*Required work*:
Could you reproduce all of these records exactly?

..........

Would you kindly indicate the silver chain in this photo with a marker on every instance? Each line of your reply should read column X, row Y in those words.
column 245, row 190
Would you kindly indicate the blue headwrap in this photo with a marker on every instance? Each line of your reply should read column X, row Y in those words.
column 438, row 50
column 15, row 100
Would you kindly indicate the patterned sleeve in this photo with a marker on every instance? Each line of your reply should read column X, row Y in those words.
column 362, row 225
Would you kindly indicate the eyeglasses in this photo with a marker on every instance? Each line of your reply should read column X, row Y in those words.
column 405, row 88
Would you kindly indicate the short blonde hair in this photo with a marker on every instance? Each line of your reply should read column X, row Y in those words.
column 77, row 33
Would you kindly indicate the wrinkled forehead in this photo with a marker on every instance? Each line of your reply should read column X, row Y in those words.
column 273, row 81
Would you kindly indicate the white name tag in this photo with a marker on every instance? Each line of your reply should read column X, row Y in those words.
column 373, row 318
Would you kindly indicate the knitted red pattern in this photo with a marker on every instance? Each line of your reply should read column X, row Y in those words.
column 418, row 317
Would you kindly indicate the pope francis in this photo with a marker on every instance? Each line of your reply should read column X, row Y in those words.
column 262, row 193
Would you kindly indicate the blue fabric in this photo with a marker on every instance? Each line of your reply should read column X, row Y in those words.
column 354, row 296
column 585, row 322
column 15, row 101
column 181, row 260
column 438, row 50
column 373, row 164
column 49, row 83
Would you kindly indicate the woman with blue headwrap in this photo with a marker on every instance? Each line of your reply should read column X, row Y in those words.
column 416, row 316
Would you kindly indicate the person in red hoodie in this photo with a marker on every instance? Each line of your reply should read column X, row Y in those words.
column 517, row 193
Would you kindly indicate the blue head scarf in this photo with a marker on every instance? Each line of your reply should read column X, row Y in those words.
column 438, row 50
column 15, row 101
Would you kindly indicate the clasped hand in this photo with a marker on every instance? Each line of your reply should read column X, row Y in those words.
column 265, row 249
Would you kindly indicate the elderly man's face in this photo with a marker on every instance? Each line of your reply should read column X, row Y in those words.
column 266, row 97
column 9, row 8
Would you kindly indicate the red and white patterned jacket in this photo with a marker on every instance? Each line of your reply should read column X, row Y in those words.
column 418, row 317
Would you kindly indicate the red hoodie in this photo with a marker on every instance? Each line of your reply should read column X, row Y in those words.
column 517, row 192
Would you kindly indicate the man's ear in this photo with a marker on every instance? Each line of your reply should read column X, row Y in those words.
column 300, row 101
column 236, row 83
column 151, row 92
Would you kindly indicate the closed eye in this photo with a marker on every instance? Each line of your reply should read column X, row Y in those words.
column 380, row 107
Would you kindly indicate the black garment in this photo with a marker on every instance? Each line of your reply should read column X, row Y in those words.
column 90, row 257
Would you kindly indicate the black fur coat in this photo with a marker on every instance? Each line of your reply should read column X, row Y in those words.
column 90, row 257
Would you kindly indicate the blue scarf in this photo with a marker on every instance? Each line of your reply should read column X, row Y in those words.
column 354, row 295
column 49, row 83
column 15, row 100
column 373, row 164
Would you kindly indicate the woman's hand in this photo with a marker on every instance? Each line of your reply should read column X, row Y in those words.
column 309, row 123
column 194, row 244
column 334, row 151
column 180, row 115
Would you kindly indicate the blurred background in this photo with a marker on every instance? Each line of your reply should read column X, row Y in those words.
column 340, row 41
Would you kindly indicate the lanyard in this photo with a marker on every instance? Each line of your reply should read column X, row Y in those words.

..........

*Solved exercise*:
Would you kindly indicate the silver chain in this photo with a marker on every instance? Each line of your reply should read column X, row Y in those words.
column 245, row 190
Would you kindly indicate the blue headwrap in this photo with a marker on every instance? Each line of your reply should read column X, row Y in those words.
column 438, row 50
column 15, row 100
Would you kindly indicate the patterned sleeve in this photo with a marker on every instance? Each line of your reply should read column X, row Y in those words.
column 362, row 225
Would you kindly indicate the eyeglasses in this photo with a marker on every instance? Each line of your reply should read column X, row Y in those words.
column 405, row 88
Would you kindly indicate the short blonde hair in this photo with a marker on every instance? Each line of your reply should read column X, row Y in those words.
column 77, row 33
Would you kindly indicate the wrinkled forehead in this photo with a marker on every instance? Each line of your reply should read column X, row Y in those words.
column 273, row 81
Would you kindly indicate the white name tag in this photo with a marker on every instance? Each line of your reply should read column X, row Y in those words.
column 373, row 318
Would you kindly indicate the knitted red pattern in this photo with a marker on every instance? Each line of your reply should read column X, row Y in those words.
column 418, row 317
Would you kindly indicate the pope francis in this photo with a marker on every instance? Each line of your reply should read column X, row Y in those words.
column 262, row 193
Would you kindly indicate the blue fabric in this photo with a marker on every instance? Each line of your reply should read column X, row Y in those words.
column 354, row 296
column 585, row 322
column 15, row 101
column 181, row 260
column 438, row 50
column 373, row 164
column 49, row 83
Would you kindly indicate the woman with blue headwrap in this photo with a marker on every instance? Each line of your reply should read column X, row Y in those words.
column 416, row 316
Would you kindly indicate the person in red hoodie in this photo with a marker on every instance? Each line of your reply should read column X, row Y in those words.
column 517, row 193
Would you kindly indicate the blue head scarf in this photo with a marker on every instance? Each line of your reply should read column X, row Y in those words.
column 438, row 50
column 15, row 101
Would you kindly indicate the clasped hand in this photo with a marker on every instance? Each line of your reply should read column X, row Y in those words.
column 265, row 249
Would you kindly indicate the elderly man's face in this photo with a marker on every instance? Each line of your reply should read column X, row Y in those words.
column 266, row 97
column 9, row 8
Would you kindly indicate the red and white patterned jacket in this photo with a marker on every instance? Each line of your reply should read column X, row Y in those words.
column 418, row 317
Would you kindly indicate the red hoodie in this photo with a marker on every instance? Each line of your reply should read column X, row Y in those words.
column 517, row 192
Would you kindly indicate the man's ear in this photo with a marker on every instance? Each line of your reply should read column X, row Y in those words.
column 300, row 101
column 236, row 83
column 151, row 92
Would you kindly indicate the closed eye in this photo with a marker on every instance? Each line of your reply should read column X, row Y in those words.
column 380, row 107
Would you kindly indicate the black garment in this photo with a marker on every instance? Each line of your reply should read column X, row Y in those words.
column 90, row 257
Would you kindly indicate the black fur coat in this photo with a marker on every instance? Each line of your reply should read column X, row Y in those words.
column 90, row 257
Would you kindly indicate the blue scarf in this photo with a marker on every instance? Each line of your reply should read column X, row Y in those words.
column 354, row 295
column 49, row 83
column 15, row 100
column 373, row 164
Would you kindly indicate the woman's hand in this photo with a marker on every instance? Each line of your reply should read column X, row Y in those words.
column 309, row 123
column 194, row 244
column 334, row 151
column 180, row 115
Would you kindly indicate the blurred background in this photo with a marker on every instance? Each line of your reply should read column X, row Y in those words.
column 340, row 41
Would you kindly indicate the lanyard in this photo with a marker on every instance? Each line of your reply should read column X, row Y in those words.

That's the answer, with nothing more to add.